## EXERCISE
Count the lines in the records below that contain the string "handbag", matching upper and lower case exactly, and reply with only that number.

◆ ◆ ◆ ◆

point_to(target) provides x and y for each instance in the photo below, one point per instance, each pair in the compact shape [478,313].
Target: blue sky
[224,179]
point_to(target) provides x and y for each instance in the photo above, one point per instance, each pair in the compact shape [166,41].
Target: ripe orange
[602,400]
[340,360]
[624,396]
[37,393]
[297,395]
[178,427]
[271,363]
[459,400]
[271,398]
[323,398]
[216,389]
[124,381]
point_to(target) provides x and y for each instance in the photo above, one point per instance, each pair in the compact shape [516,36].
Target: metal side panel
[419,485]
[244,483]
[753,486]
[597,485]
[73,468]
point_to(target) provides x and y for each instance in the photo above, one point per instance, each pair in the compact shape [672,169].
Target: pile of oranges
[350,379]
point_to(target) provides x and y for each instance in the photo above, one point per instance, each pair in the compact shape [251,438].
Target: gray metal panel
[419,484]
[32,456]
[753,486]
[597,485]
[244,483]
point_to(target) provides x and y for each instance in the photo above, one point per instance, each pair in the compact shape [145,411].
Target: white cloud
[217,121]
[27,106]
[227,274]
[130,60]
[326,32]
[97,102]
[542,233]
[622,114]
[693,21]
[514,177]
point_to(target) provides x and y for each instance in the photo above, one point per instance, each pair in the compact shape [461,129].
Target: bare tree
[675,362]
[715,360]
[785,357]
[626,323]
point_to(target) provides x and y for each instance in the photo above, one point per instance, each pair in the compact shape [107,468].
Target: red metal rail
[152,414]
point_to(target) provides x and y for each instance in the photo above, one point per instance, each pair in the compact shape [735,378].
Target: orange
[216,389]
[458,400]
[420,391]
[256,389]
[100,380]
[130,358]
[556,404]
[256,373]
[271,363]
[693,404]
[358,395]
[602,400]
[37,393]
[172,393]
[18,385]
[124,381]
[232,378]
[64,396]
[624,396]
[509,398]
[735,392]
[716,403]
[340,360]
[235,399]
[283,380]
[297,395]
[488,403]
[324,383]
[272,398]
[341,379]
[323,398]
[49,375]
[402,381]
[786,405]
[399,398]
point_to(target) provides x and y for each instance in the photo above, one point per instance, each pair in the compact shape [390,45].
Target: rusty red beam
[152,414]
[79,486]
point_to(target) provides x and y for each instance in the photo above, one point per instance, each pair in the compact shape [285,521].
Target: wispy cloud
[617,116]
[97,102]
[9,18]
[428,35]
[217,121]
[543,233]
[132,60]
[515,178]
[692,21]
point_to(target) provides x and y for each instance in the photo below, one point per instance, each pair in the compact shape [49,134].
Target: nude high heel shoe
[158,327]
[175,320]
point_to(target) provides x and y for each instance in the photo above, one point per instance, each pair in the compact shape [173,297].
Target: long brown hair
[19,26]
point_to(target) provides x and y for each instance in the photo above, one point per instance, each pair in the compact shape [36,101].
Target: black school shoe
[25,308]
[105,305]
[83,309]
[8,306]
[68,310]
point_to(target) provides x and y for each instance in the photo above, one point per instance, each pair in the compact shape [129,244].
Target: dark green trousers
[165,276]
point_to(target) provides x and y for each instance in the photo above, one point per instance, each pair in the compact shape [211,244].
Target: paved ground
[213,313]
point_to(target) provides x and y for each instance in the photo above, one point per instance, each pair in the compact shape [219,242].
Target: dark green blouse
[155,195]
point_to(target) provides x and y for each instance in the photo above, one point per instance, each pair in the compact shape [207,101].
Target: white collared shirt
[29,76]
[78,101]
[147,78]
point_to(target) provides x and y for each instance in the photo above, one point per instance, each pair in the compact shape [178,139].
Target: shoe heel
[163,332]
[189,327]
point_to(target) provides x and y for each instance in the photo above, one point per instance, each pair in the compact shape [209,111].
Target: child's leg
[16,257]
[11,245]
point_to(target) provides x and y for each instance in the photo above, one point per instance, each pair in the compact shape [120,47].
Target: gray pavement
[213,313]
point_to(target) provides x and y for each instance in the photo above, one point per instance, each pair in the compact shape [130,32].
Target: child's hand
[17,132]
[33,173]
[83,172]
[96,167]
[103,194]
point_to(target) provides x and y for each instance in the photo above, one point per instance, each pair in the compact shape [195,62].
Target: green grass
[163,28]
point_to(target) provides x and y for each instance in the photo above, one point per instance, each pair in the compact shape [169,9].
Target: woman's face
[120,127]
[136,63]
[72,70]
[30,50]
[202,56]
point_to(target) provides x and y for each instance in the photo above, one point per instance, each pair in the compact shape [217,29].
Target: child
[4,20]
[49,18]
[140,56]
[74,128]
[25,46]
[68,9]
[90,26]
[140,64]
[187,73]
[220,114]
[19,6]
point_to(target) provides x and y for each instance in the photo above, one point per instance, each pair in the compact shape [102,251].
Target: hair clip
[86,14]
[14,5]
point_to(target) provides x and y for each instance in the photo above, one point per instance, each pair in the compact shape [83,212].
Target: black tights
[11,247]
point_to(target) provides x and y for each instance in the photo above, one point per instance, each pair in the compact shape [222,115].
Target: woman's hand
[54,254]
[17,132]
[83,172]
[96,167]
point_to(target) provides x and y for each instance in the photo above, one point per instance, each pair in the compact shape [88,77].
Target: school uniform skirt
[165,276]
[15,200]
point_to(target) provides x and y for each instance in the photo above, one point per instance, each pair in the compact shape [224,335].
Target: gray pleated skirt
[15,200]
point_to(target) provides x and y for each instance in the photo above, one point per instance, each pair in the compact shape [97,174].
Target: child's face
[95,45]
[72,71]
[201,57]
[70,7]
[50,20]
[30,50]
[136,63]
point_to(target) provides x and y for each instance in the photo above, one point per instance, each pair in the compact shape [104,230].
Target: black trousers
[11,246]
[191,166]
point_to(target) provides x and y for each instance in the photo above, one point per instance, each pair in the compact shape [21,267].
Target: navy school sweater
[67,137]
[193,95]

◆ ◆ ◆ ◆

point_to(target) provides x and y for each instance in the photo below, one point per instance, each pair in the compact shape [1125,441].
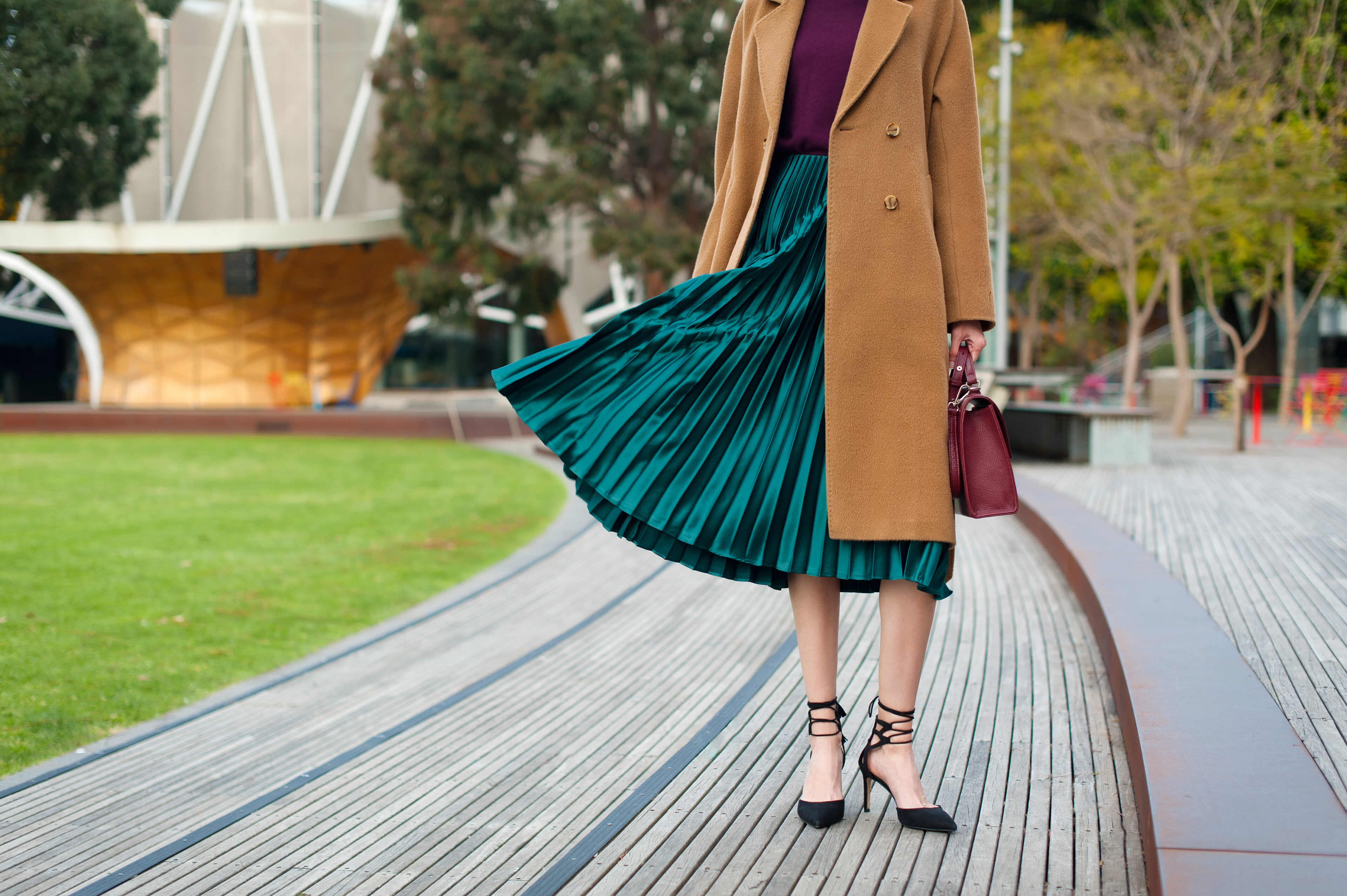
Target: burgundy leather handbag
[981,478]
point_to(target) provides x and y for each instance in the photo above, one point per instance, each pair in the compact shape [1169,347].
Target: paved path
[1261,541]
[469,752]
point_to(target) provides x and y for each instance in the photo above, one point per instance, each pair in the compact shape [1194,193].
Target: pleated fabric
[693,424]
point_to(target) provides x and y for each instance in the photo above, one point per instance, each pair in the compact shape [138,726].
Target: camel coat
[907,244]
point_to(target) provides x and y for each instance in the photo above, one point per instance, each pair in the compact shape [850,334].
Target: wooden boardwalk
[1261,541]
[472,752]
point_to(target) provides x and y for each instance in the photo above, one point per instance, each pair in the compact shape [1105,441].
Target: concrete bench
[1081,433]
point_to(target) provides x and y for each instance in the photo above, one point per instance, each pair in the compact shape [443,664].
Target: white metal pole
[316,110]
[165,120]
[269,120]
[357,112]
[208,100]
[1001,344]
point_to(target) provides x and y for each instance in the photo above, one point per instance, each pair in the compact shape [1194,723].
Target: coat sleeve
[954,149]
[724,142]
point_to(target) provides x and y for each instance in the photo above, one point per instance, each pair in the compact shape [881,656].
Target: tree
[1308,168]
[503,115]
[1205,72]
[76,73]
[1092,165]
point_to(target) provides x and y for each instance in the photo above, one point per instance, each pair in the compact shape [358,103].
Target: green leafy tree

◆ ◆ ◆ ◆

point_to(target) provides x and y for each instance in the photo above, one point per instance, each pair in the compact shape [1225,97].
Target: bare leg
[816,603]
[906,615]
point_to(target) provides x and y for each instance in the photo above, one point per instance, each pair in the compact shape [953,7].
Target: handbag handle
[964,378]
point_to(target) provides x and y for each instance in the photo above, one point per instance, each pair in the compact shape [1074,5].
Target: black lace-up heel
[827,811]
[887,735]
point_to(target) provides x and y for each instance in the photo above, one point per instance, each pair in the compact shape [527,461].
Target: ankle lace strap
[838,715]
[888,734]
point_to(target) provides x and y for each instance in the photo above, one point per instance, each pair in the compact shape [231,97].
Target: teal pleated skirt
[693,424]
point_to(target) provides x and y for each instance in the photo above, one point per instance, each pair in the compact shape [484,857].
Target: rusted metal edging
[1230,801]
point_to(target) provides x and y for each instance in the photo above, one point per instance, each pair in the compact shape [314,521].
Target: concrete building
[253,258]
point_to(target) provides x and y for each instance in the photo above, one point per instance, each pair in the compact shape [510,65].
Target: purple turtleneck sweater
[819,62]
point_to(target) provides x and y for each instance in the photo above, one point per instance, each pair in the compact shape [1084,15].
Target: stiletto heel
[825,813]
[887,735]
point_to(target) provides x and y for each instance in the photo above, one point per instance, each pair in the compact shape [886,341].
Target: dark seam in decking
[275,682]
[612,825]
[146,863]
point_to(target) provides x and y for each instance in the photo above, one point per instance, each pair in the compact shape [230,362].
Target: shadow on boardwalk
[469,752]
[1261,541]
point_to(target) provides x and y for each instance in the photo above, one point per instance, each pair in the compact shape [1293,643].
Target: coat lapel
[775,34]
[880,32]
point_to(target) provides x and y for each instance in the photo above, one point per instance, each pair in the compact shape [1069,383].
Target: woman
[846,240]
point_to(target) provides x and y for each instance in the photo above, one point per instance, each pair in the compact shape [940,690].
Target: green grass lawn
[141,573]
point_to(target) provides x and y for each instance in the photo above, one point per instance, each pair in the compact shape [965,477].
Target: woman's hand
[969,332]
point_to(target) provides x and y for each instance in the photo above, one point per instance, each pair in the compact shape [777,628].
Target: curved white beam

◆ ◆ ◆ ◆

## THE SOLUTION
2